» TASK PROMPT
Transcribe, word for word, all of the entries below, and exclude any pictures from the copy.

» Stored dataset items
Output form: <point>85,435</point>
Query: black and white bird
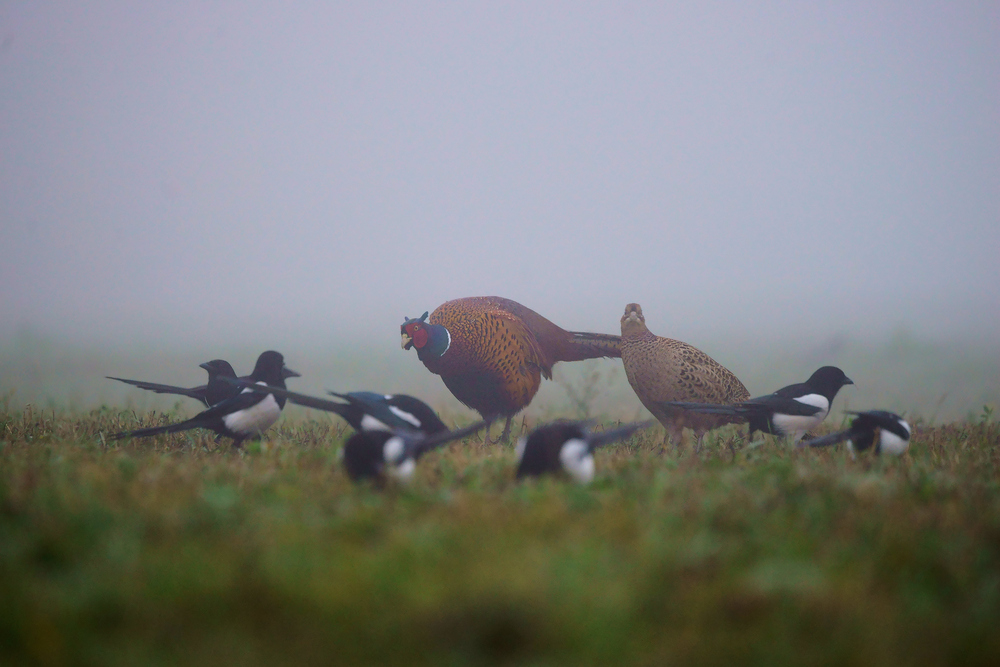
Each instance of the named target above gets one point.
<point>215,391</point>
<point>789,412</point>
<point>567,446</point>
<point>369,411</point>
<point>247,414</point>
<point>885,432</point>
<point>382,454</point>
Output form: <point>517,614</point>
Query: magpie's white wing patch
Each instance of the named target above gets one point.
<point>255,419</point>
<point>405,416</point>
<point>577,460</point>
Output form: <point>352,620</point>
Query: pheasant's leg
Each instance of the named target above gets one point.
<point>505,436</point>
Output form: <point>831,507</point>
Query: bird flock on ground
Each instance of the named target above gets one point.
<point>491,353</point>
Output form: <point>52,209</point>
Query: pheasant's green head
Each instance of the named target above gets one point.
<point>414,331</point>
<point>431,340</point>
<point>633,323</point>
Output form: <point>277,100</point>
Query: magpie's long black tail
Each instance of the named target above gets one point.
<point>427,444</point>
<point>828,440</point>
<point>197,393</point>
<point>707,408</point>
<point>616,434</point>
<point>156,430</point>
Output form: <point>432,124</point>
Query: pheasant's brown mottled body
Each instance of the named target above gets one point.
<point>499,350</point>
<point>663,369</point>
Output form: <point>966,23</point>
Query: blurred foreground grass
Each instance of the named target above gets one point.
<point>177,551</point>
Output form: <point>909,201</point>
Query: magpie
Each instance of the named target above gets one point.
<point>789,412</point>
<point>569,446</point>
<point>885,431</point>
<point>244,415</point>
<point>379,454</point>
<point>369,411</point>
<point>216,391</point>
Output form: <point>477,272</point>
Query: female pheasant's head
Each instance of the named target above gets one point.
<point>429,339</point>
<point>633,322</point>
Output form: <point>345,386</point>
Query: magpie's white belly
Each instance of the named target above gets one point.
<point>254,420</point>
<point>892,443</point>
<point>369,423</point>
<point>577,461</point>
<point>795,426</point>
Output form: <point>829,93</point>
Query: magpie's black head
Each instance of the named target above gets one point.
<point>538,453</point>
<point>364,456</point>
<point>270,368</point>
<point>827,381</point>
<point>218,367</point>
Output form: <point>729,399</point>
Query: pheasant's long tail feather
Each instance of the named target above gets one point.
<point>706,408</point>
<point>583,345</point>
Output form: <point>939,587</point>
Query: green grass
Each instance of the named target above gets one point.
<point>173,550</point>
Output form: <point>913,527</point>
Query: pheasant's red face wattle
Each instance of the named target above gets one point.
<point>417,332</point>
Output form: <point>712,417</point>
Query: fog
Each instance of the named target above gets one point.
<point>217,175</point>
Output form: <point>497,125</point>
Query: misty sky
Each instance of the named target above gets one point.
<point>233,171</point>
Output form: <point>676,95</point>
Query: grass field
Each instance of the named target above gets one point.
<point>176,551</point>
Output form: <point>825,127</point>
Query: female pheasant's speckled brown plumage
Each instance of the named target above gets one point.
<point>499,350</point>
<point>663,369</point>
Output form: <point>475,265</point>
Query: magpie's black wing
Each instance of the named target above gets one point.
<point>781,404</point>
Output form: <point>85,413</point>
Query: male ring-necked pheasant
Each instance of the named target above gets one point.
<point>492,352</point>
<point>663,369</point>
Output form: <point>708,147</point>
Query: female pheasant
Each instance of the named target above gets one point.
<point>664,369</point>
<point>492,352</point>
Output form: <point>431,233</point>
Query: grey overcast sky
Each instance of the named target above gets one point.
<point>234,171</point>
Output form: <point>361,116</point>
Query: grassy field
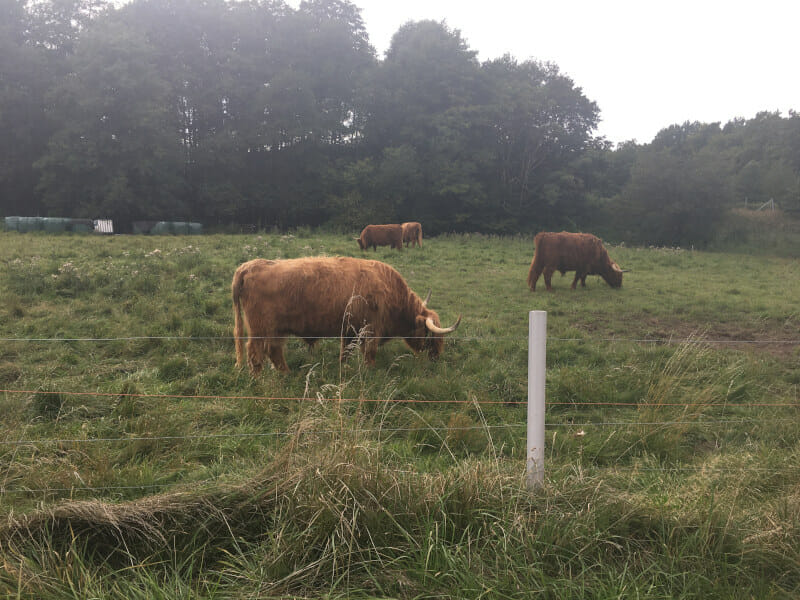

» ANSWER SPACE
Output form: <point>85,435</point>
Query: black and white bird
Each instance of the named target above gets one point.
<point>215,391</point>
<point>789,412</point>
<point>567,446</point>
<point>369,411</point>
<point>247,414</point>
<point>885,432</point>
<point>382,454</point>
Output form: <point>517,614</point>
Query: magpie's white wing patch
Each instance of the named target above gets one point.
<point>255,419</point>
<point>405,416</point>
<point>577,460</point>
Output form: <point>352,620</point>
Query: pheasant's leg
Each instance of the named target above gets one point.
<point>505,436</point>
Output form: <point>831,507</point>
Query: bird flock on ground
Each instance of the named target above gets one point.
<point>491,353</point>
Output form: <point>52,209</point>
Query: pheasant's green head
Each instance of the named target above gets one point.
<point>414,331</point>
<point>431,340</point>
<point>633,323</point>
Output form: <point>277,100</point>
Query: magpie's long black tail
Each instance of the named target above gets one point.
<point>427,444</point>
<point>828,440</point>
<point>197,393</point>
<point>707,408</point>
<point>616,434</point>
<point>156,430</point>
Output form: <point>432,124</point>
Query: pheasant's brown mottled body
Each instance of the named target above gets one point.
<point>499,350</point>
<point>663,369</point>
Output form: <point>966,23</point>
Query: blurred foreground grass
Each instance of the named target above gets one point.
<point>177,551</point>
Output form: <point>909,201</point>
Query: magpie
Each instance of the named target above gets one point.
<point>789,412</point>
<point>569,446</point>
<point>885,431</point>
<point>244,415</point>
<point>379,454</point>
<point>369,411</point>
<point>216,391</point>
Output form: <point>477,272</point>
Query: female pheasant's head
Each instance of the named target above gets one point.
<point>429,339</point>
<point>633,322</point>
Output form: <point>345,386</point>
Query: magpie's white belly
Each instance of the named target above gets one point.
<point>254,420</point>
<point>892,443</point>
<point>369,423</point>
<point>577,461</point>
<point>795,426</point>
Output form: <point>829,93</point>
Query: magpie's black head
Each instance of the named target above gets one point.
<point>538,453</point>
<point>364,456</point>
<point>270,368</point>
<point>827,381</point>
<point>218,367</point>
Output form: <point>729,399</point>
Query: pheasant's long tail feather
Each instance of the named target above gets one point.
<point>706,408</point>
<point>583,345</point>
Output form: <point>939,587</point>
Query: green grass
Each instance of the named target above gets one point.
<point>173,550</point>
Output form: <point>913,527</point>
Query: pheasant's red face wattle
Each instance of the named target above gets one point.
<point>417,332</point>
Output form: <point>712,417</point>
Query: fog
Each instance of the named target above gets one point.
<point>217,175</point>
Output form: <point>497,125</point>
Query: misty sky
Each instance of the named target above gets one point.
<point>233,171</point>
Output form: <point>676,95</point>
Query: grass field
Each instance of the named target above gets one point.
<point>176,551</point>
Output form: <point>825,127</point>
Query: female pheasant's speckled brown plumage
Each instance of the named target above gets one point.
<point>499,350</point>
<point>663,369</point>
Output form: <point>475,265</point>
Query: magpie's black wing
Each instance of the named target above gets one point.
<point>781,404</point>
Output form: <point>85,413</point>
Query: male ring-necked pheasant
Each instance of the named target above gets one point.
<point>492,352</point>
<point>663,369</point>
Output form: <point>708,147</point>
Query: female pheasant
Each instance of the named target above gets one point.
<point>664,369</point>
<point>492,352</point>
Output form: <point>431,233</point>
Query: grey overcast sky
Each instance of the named target above gets one point.
<point>234,171</point>
Output form: <point>361,116</point>
Query: grassy field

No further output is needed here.